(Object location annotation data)
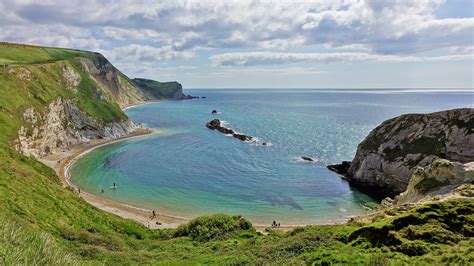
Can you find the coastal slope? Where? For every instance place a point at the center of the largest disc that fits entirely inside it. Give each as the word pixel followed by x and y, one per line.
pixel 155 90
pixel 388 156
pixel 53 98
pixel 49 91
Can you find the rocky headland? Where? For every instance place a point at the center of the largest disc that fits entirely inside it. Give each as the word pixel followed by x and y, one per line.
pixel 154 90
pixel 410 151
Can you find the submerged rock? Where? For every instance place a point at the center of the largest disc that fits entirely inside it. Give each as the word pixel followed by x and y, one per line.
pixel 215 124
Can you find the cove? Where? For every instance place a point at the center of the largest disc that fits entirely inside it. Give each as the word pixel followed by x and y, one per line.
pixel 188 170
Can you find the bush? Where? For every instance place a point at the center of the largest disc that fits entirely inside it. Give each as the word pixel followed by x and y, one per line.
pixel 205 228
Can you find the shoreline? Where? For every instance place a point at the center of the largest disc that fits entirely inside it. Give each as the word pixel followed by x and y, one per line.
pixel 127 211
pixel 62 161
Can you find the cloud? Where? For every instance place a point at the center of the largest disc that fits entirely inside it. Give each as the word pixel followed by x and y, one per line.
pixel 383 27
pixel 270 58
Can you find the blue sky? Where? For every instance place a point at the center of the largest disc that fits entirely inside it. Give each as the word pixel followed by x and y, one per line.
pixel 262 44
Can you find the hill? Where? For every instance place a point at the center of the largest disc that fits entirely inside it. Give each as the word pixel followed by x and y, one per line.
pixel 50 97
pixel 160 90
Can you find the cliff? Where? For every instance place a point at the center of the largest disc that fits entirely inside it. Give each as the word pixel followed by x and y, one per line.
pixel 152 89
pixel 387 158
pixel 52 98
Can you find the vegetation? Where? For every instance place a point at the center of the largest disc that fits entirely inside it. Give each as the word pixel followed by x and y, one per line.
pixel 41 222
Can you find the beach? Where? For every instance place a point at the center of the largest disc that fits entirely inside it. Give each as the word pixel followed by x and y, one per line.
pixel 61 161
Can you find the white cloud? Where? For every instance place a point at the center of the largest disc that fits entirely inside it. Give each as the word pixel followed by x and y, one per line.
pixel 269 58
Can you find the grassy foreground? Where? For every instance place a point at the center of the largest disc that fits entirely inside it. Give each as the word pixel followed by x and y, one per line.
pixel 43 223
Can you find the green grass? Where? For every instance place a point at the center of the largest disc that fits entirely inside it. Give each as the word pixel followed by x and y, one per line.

:: EXERCISE BRIEF ::
Can you put the data above into a numbered list with no blank lines and no pictures?

:: ANSWER IN FULL ::
1. Can you find the coastal slope? Where? For every instance place a point at the center of the largest disc that fits entirely inside it. Give each as the word pixel followed by x and y, one per line.
2. pixel 155 90
3. pixel 388 156
4. pixel 53 98
5. pixel 49 91
6. Can you find the rocky headland? Where? For every instance place a point at the center of the largest disc that fits entirely inside it. Give each as the word pixel followed by x and y, one per line.
7. pixel 154 90
8. pixel 410 151
9. Can you find the submerged rock? Where? For every instance place a point at the center of the largest disc that fits entirely inside it. Give each as the word pixel followed by x and y, one per line.
10. pixel 215 124
11. Can you find the cove? Where? For every instance place a point at the center of the largest disc that fits entirely inside it. Give each as the word pixel followed by x and y, one per line.
12. pixel 188 170
13. Can you find the bush? Where? For every instance place a point at the center of the largest disc that fits entirely inside it. Give each as the word pixel followed by x and y, one per line.
14. pixel 205 228
15. Can you find the shoreline? Where? For every instance place a point at the center of the largest disc that fits entirely inside it. Give each as the word pixel followed by x and y, one per line.
16. pixel 127 211
17. pixel 62 161
18. Can you find the cloud? Where? For every instance place a point at the center of the largest disc that fits entirely inside it. Give each as the word pixel followed by x and y, one per line.
19. pixel 383 27
20. pixel 270 58
21. Can you find the blue sky? Where? For every instance place a point at the center of the largest disc that fits entirely inside it. Give each as the word pixel followed by x and y, one per line.
22. pixel 262 44
23. Can you find the hill? Where? For every instance place a point at the center of the largest disc that fits entirely inside it. Give each as the word pixel followed by x and y, one per line.
24. pixel 50 97
25. pixel 160 90
26. Can you find the cliff? Where? For every instance place a point at the center of the largest disc that fits entirely inside it. Give each as the word pixel followed by x and y, one per line.
27. pixel 152 89
28. pixel 387 158
29. pixel 52 98
30. Can you find the vegetation? Where? For every instance place a point at the center of the largest disc that fits entirely inside it. Give each as the word pixel followed by x and y, one per line.
31. pixel 41 222
32. Can you find the beach? Where? For every instance place a point at the center of the largest disc that fits entirely inside it. Give each as the word pixel followed by x and y, one per line.
33. pixel 61 161
34. Can you find the white cloud? Where? For every instance place a point at the center of the largest disc that fits entirely inside it. Give each as the word pixel followed by x and y, one per line.
35. pixel 269 58
36. Can you find the grassy foreground? Where? For every instance place a point at the center of the largest disc that fits entirely inside it. Give each as the word pixel followed by x and y, one per line.
37. pixel 43 223
38. Can you find the green grass? Where? For every instance place a point at the center of the largest disc that fits entirely inside it. Give each as the word pixel followed by x and y, one per line.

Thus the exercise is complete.